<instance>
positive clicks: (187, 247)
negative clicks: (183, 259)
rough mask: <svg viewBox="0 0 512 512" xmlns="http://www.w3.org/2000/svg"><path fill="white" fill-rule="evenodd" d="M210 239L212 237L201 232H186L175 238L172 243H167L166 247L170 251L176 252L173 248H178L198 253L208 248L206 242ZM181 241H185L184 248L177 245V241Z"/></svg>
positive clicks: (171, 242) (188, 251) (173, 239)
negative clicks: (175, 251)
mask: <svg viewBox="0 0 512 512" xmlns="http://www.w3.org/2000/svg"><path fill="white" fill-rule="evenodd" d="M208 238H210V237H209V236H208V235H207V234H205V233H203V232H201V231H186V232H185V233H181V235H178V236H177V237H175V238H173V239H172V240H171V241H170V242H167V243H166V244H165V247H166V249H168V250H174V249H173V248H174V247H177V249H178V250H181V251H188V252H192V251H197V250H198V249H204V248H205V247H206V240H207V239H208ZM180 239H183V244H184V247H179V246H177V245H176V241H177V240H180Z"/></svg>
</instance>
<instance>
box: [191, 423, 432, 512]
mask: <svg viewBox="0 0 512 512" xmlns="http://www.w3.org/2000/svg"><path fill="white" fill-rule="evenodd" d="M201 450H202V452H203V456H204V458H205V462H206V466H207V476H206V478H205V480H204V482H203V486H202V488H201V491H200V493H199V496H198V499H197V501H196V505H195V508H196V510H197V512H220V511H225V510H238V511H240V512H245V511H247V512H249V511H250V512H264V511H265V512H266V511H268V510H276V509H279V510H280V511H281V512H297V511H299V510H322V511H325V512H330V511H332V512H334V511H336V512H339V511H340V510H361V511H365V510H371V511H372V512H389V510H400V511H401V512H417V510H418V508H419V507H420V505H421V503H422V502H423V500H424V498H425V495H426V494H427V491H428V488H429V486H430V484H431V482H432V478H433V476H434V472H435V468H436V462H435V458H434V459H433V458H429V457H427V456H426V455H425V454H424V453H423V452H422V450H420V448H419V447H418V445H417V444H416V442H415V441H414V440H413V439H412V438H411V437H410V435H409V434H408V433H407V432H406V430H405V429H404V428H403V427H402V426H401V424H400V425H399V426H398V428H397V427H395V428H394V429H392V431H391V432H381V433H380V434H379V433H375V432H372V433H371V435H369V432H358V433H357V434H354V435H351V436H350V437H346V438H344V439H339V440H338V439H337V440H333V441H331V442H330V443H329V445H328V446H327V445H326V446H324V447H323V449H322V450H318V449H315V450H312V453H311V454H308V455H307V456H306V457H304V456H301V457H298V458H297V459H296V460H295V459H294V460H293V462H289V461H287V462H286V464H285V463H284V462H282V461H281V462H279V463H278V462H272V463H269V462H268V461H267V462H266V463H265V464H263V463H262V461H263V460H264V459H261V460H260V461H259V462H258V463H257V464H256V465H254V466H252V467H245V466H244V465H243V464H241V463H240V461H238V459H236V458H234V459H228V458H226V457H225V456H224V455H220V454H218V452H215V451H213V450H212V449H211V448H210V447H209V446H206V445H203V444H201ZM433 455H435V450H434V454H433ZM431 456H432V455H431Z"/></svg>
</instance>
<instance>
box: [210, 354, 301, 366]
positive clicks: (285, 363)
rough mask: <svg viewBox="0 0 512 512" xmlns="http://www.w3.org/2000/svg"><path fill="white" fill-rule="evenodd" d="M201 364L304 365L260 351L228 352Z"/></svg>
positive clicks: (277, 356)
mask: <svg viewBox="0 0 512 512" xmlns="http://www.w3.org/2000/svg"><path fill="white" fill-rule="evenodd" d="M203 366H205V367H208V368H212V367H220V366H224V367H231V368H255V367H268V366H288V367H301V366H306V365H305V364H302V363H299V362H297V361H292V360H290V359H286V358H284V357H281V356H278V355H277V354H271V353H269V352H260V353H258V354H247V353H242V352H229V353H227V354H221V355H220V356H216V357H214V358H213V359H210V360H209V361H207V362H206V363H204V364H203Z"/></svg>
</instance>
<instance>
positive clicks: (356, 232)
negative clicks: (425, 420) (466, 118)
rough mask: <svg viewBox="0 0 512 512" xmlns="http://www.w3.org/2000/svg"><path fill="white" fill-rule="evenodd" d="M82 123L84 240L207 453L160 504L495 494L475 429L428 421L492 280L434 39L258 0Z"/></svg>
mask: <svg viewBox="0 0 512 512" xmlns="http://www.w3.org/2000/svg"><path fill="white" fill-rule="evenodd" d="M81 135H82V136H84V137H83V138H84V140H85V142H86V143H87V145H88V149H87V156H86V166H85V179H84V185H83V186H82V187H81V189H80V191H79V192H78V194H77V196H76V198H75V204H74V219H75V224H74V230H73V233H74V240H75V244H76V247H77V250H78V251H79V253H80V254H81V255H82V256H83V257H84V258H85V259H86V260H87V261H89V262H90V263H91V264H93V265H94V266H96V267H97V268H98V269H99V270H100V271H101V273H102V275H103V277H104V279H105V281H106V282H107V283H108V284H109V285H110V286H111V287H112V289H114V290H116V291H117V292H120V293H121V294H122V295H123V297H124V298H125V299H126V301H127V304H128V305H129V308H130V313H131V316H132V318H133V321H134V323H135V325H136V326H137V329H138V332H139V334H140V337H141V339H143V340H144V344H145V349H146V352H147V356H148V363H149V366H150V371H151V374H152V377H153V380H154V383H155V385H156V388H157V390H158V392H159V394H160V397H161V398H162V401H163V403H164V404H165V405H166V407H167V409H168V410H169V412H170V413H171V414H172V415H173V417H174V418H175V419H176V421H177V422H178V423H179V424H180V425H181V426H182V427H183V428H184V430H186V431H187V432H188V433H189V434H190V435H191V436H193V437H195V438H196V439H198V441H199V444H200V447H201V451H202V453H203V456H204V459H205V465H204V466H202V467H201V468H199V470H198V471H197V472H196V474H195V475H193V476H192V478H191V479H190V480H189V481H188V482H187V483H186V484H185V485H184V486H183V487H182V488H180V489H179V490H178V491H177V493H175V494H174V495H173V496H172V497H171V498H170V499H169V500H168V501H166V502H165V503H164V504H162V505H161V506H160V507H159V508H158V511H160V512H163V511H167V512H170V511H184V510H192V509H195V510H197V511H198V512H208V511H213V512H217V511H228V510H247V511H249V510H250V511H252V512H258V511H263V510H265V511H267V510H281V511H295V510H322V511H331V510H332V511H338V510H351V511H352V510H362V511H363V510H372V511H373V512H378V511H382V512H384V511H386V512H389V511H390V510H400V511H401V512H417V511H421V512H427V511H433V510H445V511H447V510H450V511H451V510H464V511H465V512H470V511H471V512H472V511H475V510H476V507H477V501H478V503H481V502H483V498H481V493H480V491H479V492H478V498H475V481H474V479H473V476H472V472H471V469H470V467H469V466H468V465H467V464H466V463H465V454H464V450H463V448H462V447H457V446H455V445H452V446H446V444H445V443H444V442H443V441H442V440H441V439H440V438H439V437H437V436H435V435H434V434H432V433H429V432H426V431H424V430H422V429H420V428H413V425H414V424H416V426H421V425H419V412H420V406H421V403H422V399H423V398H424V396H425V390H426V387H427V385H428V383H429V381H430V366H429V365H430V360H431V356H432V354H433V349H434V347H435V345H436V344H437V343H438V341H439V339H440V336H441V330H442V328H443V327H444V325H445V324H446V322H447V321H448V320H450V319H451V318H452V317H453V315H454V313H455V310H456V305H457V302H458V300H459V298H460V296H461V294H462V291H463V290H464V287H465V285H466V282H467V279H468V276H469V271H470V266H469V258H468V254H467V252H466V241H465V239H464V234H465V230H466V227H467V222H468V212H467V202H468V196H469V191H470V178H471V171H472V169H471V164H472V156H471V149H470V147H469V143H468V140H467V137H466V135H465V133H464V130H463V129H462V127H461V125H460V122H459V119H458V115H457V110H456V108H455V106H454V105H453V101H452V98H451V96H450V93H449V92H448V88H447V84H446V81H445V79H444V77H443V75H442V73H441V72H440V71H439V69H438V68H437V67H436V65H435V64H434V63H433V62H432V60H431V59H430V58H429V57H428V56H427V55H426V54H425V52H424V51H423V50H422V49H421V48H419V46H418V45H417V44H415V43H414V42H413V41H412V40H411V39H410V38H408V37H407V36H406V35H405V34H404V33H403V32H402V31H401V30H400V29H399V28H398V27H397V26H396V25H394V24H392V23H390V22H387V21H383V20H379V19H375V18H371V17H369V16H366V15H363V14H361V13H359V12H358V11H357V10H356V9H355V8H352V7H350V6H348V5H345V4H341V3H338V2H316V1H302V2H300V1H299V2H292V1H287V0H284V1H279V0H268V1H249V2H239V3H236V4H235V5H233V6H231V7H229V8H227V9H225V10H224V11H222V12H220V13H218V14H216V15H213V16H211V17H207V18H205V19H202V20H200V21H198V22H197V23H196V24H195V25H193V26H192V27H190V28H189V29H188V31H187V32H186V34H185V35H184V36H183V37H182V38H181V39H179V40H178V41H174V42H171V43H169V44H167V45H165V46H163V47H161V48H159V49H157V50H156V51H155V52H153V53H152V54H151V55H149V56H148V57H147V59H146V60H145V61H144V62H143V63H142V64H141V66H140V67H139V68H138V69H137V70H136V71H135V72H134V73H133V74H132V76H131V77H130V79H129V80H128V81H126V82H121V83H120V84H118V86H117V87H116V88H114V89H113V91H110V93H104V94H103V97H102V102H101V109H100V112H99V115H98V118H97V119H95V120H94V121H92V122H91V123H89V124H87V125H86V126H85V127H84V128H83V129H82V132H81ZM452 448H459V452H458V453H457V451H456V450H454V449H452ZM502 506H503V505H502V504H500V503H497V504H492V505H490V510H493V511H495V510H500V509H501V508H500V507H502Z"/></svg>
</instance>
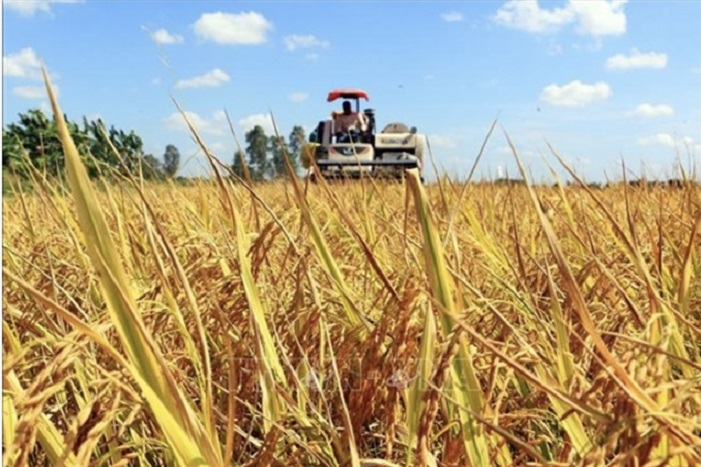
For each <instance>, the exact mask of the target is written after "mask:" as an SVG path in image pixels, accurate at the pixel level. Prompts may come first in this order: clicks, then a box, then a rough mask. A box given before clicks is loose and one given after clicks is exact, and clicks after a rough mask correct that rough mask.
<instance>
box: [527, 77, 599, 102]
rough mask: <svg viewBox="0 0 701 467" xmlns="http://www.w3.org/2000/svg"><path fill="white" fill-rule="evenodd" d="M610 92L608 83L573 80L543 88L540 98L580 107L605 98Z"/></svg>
mask: <svg viewBox="0 0 701 467" xmlns="http://www.w3.org/2000/svg"><path fill="white" fill-rule="evenodd" d="M611 94H612V92H611V88H610V86H609V85H608V84H606V83H604V82H602V81H599V82H597V83H595V84H584V83H582V82H581V81H580V80H574V81H571V82H569V83H568V84H565V85H564V86H558V85H557V84H551V85H549V86H547V87H545V88H544V89H543V91H542V92H541V94H540V99H541V100H543V101H545V102H548V103H549V104H552V105H555V106H563V107H581V106H584V105H587V104H591V103H593V102H595V101H599V100H606V99H607V98H608V97H610V96H611Z"/></svg>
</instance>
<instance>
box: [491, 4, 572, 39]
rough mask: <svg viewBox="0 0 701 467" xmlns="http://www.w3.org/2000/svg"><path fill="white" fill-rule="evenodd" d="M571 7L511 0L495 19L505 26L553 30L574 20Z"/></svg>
mask: <svg viewBox="0 0 701 467" xmlns="http://www.w3.org/2000/svg"><path fill="white" fill-rule="evenodd" d="M574 16H575V14H574V11H572V9H571V8H569V6H568V7H565V8H555V9H553V10H545V9H542V8H540V6H539V5H538V0H509V1H508V2H506V3H504V5H502V7H501V8H500V9H499V10H498V11H497V12H496V14H495V15H494V20H495V21H496V22H497V23H499V24H502V25H504V26H507V27H510V28H513V29H520V30H523V31H528V32H537V33H543V32H552V31H556V30H558V29H559V28H560V26H562V25H564V24H567V23H569V22H571V21H572V20H574Z"/></svg>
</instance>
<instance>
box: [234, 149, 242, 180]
mask: <svg viewBox="0 0 701 467" xmlns="http://www.w3.org/2000/svg"><path fill="white" fill-rule="evenodd" d="M245 157H246V155H245V154H244V153H243V151H241V150H240V149H237V150H236V152H235V153H234V163H233V164H232V165H231V170H232V171H233V172H234V173H235V174H236V175H237V176H239V177H241V178H242V179H244V180H245V178H246V177H245V172H244V170H243V162H244V158H245Z"/></svg>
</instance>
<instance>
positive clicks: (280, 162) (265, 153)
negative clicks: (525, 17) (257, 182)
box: [231, 125, 306, 180]
mask: <svg viewBox="0 0 701 467" xmlns="http://www.w3.org/2000/svg"><path fill="white" fill-rule="evenodd" d="M305 139H306V136H305V133H304V128H302V127H301V126H299V125H295V126H293V127H292V131H291V132H290V134H289V136H288V137H287V141H282V142H280V141H278V139H277V137H276V136H275V135H266V133H265V129H264V128H263V127H262V126H261V125H256V126H254V127H253V128H252V129H251V130H249V131H248V132H246V134H245V141H246V148H245V150H243V151H242V150H241V149H239V150H237V151H236V152H235V153H234V163H233V164H232V166H231V170H232V171H233V172H234V173H235V174H236V175H237V176H239V177H241V178H244V170H243V163H242V162H243V161H244V160H245V161H246V165H247V166H248V170H249V173H250V175H251V178H252V179H253V180H270V179H275V178H286V177H287V171H286V169H285V152H287V157H288V159H289V161H290V164H291V165H292V170H293V171H294V173H295V174H296V173H297V170H298V169H299V160H300V153H301V151H302V145H303V144H304V142H305ZM283 149H284V152H283Z"/></svg>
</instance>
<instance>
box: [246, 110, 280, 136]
mask: <svg viewBox="0 0 701 467" xmlns="http://www.w3.org/2000/svg"><path fill="white" fill-rule="evenodd" d="M238 124H239V126H240V127H241V129H242V130H243V131H244V132H248V131H250V130H252V129H253V127H255V126H256V125H260V126H262V127H263V130H265V134H267V135H268V136H270V135H274V134H275V130H274V129H273V120H272V119H271V118H270V115H269V114H262V113H261V114H253V115H249V116H247V117H244V118H242V119H241V120H239V121H238Z"/></svg>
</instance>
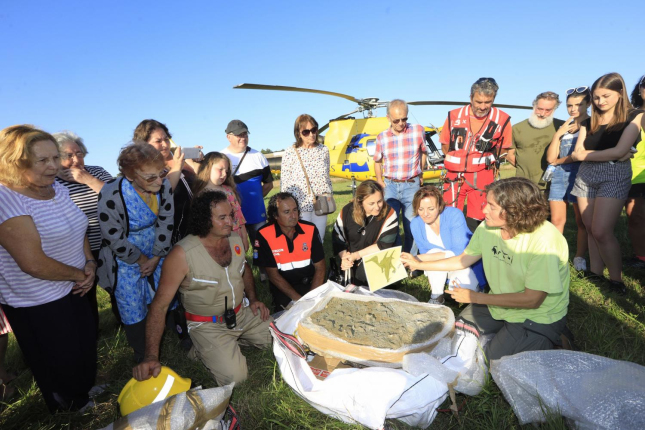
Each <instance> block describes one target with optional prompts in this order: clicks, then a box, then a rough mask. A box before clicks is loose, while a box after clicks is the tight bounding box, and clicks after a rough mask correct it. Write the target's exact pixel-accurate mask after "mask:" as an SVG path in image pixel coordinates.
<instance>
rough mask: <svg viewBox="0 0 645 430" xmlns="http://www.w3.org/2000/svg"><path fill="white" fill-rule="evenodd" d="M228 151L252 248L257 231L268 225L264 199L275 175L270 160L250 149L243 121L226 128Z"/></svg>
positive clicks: (226, 151)
mask: <svg viewBox="0 0 645 430" xmlns="http://www.w3.org/2000/svg"><path fill="white" fill-rule="evenodd" d="M226 138H227V139H228V142H229V145H228V148H226V149H224V150H223V151H222V153H223V154H226V156H227V157H228V158H229V159H230V160H231V171H232V174H233V178H234V180H235V185H236V186H237V192H238V193H239V194H240V197H241V199H242V202H241V205H242V213H243V214H244V218H245V219H246V229H247V231H248V233H249V239H250V240H251V245H253V243H254V242H255V236H256V232H257V230H258V229H259V228H260V227H262V226H263V225H264V224H265V223H266V219H267V218H266V210H265V208H264V196H266V195H267V194H268V193H269V191H271V189H272V188H273V176H271V168H270V167H269V162H268V161H267V159H266V157H265V156H264V155H262V153H261V152H258V151H256V150H255V149H251V147H249V146H248V145H249V129H248V127H247V126H246V124H244V123H243V122H242V121H240V120H239V119H234V120H233V121H231V122H229V123H228V126H227V127H226Z"/></svg>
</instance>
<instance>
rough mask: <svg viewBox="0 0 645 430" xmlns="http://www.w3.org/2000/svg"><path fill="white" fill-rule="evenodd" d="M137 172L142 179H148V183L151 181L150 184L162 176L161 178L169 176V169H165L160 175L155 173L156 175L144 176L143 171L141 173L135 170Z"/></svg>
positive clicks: (163, 177) (149, 183) (147, 180)
mask: <svg viewBox="0 0 645 430" xmlns="http://www.w3.org/2000/svg"><path fill="white" fill-rule="evenodd" d="M135 173H136V174H137V175H139V177H140V178H141V179H143V180H144V181H146V182H147V183H149V184H152V183H153V182H154V181H156V180H157V179H160V178H161V179H163V178H165V177H166V176H168V171H167V170H163V171H162V172H161V173H159V175H154V176H143V175H142V174H141V173H139V172H135Z"/></svg>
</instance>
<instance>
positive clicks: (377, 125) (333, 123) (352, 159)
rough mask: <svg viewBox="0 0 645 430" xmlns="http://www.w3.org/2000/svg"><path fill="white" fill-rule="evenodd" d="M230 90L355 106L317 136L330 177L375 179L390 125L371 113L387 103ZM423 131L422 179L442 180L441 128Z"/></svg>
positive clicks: (499, 106) (443, 157)
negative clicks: (424, 159) (323, 144)
mask: <svg viewBox="0 0 645 430" xmlns="http://www.w3.org/2000/svg"><path fill="white" fill-rule="evenodd" d="M233 88H234V89H246V90H272V91H295V92H303V93H315V94H325V95H329V96H334V97H340V98H343V99H346V100H349V101H352V102H354V103H356V104H358V107H357V108H356V109H355V110H353V111H352V112H349V113H346V114H344V115H341V116H339V117H337V118H335V119H332V120H330V121H329V123H327V124H325V125H324V126H322V127H320V131H319V133H322V132H324V131H325V130H327V128H329V131H327V132H326V133H325V135H324V136H322V135H320V134H319V135H318V139H319V142H320V143H324V145H326V146H327V148H329V157H330V164H331V165H330V174H331V176H334V177H338V178H345V179H352V180H353V181H355V180H358V181H364V180H366V179H375V178H376V175H375V173H374V159H373V158H372V157H373V156H374V152H375V148H376V136H378V134H379V133H381V132H382V131H384V130H386V129H387V128H388V127H389V126H390V123H389V121H388V119H387V117H376V116H374V111H375V110H376V109H378V108H383V107H387V104H388V102H386V101H380V100H379V99H378V98H374V97H371V98H365V99H357V98H355V97H352V96H350V95H347V94H342V93H335V92H331V91H323V90H314V89H309V88H298V87H287V86H281V85H262V84H240V85H236V86H234V87H233ZM407 103H408V105H412V106H420V105H428V106H430V105H433V106H441V105H443V106H464V105H467V104H469V103H470V102H453V101H413V102H407ZM495 106H497V107H501V108H510V109H532V107H529V106H516V105H502V104H499V105H498V104H495ZM357 112H362V113H363V115H364V118H354V117H351V116H350V115H353V114H355V113H357ZM425 130H426V146H427V165H426V166H425V168H424V172H423V179H424V180H433V179H434V180H436V179H438V178H439V177H440V176H441V172H442V170H443V158H444V156H443V153H442V152H441V151H440V150H439V149H437V146H436V145H435V144H434V142H433V140H432V136H434V135H435V134H437V133H440V132H441V127H438V128H437V127H435V126H433V125H431V127H425Z"/></svg>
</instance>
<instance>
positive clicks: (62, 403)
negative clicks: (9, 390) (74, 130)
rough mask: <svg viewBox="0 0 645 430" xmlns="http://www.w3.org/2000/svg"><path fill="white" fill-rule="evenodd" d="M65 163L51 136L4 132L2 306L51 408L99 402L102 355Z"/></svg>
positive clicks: (1, 279) (0, 197) (0, 213)
mask: <svg viewBox="0 0 645 430" xmlns="http://www.w3.org/2000/svg"><path fill="white" fill-rule="evenodd" d="M60 167H61V160H60V153H59V152H58V148H57V147H56V141H55V139H54V137H53V136H52V135H50V134H49V133H46V132H44V131H42V130H38V129H36V128H35V127H33V126H31V125H16V126H12V127H7V128H5V129H4V130H2V131H0V267H2V270H0V304H2V309H3V311H4V313H5V315H6V317H7V319H8V320H9V322H10V323H11V328H12V329H13V333H14V335H15V336H16V340H17V341H18V345H19V346H20V349H21V350H22V352H23V355H24V357H25V362H26V363H27V365H28V366H29V368H30V369H31V371H32V373H33V375H34V379H35V380H36V384H38V387H39V388H40V391H41V393H42V395H43V398H44V399H45V404H46V405H47V408H48V409H49V411H50V412H51V413H54V412H57V411H68V410H78V409H82V408H85V407H90V406H92V405H93V402H92V401H91V400H90V398H89V395H88V393H89V391H90V389H91V388H92V385H93V383H94V378H95V377H96V359H97V356H96V325H95V324H94V318H93V316H92V310H91V306H90V302H89V300H88V298H87V296H86V294H87V292H88V291H89V290H90V289H91V288H92V285H93V284H94V275H95V271H96V267H97V263H96V261H95V260H94V257H92V250H91V248H90V242H89V240H88V238H87V234H86V233H87V227H88V220H87V217H86V216H85V214H83V212H82V211H81V210H80V209H79V208H78V207H77V206H76V205H75V204H74V202H73V201H72V200H71V199H70V198H69V191H68V189H67V188H66V187H64V186H63V185H61V184H59V183H58V182H56V180H55V179H56V174H57V173H58V171H59V170H60ZM5 394H6V393H5Z"/></svg>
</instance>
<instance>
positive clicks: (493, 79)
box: [475, 78, 497, 85]
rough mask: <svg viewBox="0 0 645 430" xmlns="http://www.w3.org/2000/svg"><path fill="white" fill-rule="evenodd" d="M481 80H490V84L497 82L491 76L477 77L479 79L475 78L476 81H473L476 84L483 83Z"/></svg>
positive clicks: (483, 81) (494, 83)
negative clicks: (488, 76) (473, 81)
mask: <svg viewBox="0 0 645 430" xmlns="http://www.w3.org/2000/svg"><path fill="white" fill-rule="evenodd" d="M483 82H490V83H492V84H495V85H497V82H496V81H495V79H493V78H479V79H477V82H475V83H476V84H481V83H483Z"/></svg>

------------------------------

_What you have to do_. Look back at the data above. Transcribe exactly the lines starting at the line that contains "box: [210, 354, 301, 366]" and ending at the line that contains "negative clicks: (425, 420) (466, 118)".

_Answer box_.
box: [210, 354, 301, 366]
positive clicks: (285, 363)
rough mask: <svg viewBox="0 0 512 512" xmlns="http://www.w3.org/2000/svg"><path fill="white" fill-rule="evenodd" d="M201 364L304 365L260 351L228 352Z"/></svg>
positive clicks: (277, 356)
mask: <svg viewBox="0 0 512 512" xmlns="http://www.w3.org/2000/svg"><path fill="white" fill-rule="evenodd" d="M203 366H205V367H208V368H212V367H220V366H224V367H231V368H255V367H268V366H288V367H301V366H306V365H305V364H302V363H299V362H297V361H292V360H290V359H286V358H284V357H281V356H278V355H277V354H271V353H269V352H260V353H258V354H247V353H242V352H229V353H227V354H221V355H220V356H216V357H214V358H213V359H210V360H209V361H207V362H206V363H204V364H203Z"/></svg>
</instance>
<instance>
positive clicks: (356, 232)
negative clicks: (425, 420) (466, 118)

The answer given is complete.